About this exercise: An exact copy of every record below is needed, with the pictures left out.

Data for review:
Segment Open

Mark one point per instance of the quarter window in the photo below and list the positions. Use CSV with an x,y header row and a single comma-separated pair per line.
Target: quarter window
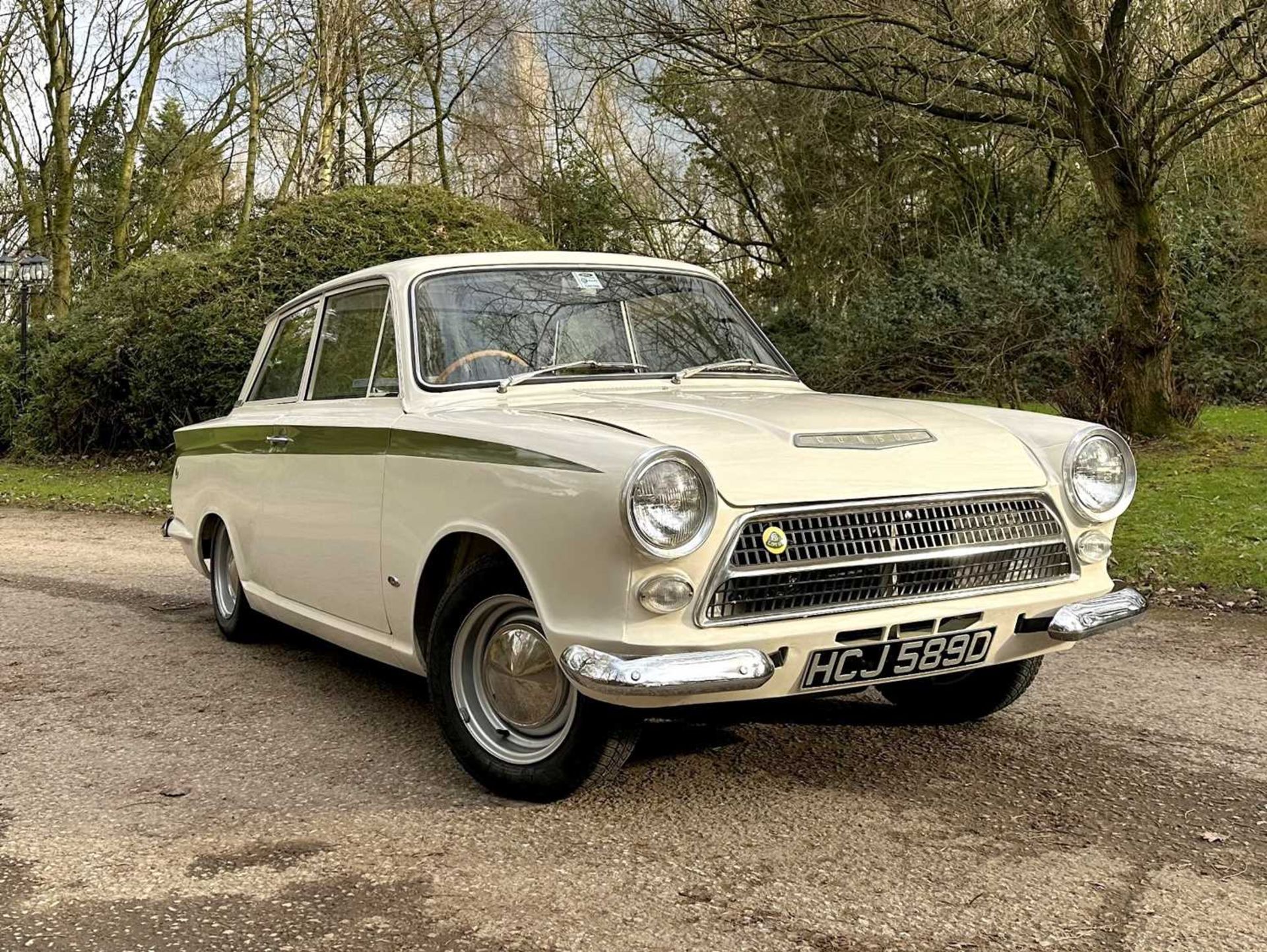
x,y
284,366
350,336
385,383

Segment Closed

Response:
Mark one point per instance of the quarter window in the photo below and list the positions. Use CSV with an x,y header row and a single comma-separated pair per line.
Target: quarter window
x,y
284,366
350,336
385,383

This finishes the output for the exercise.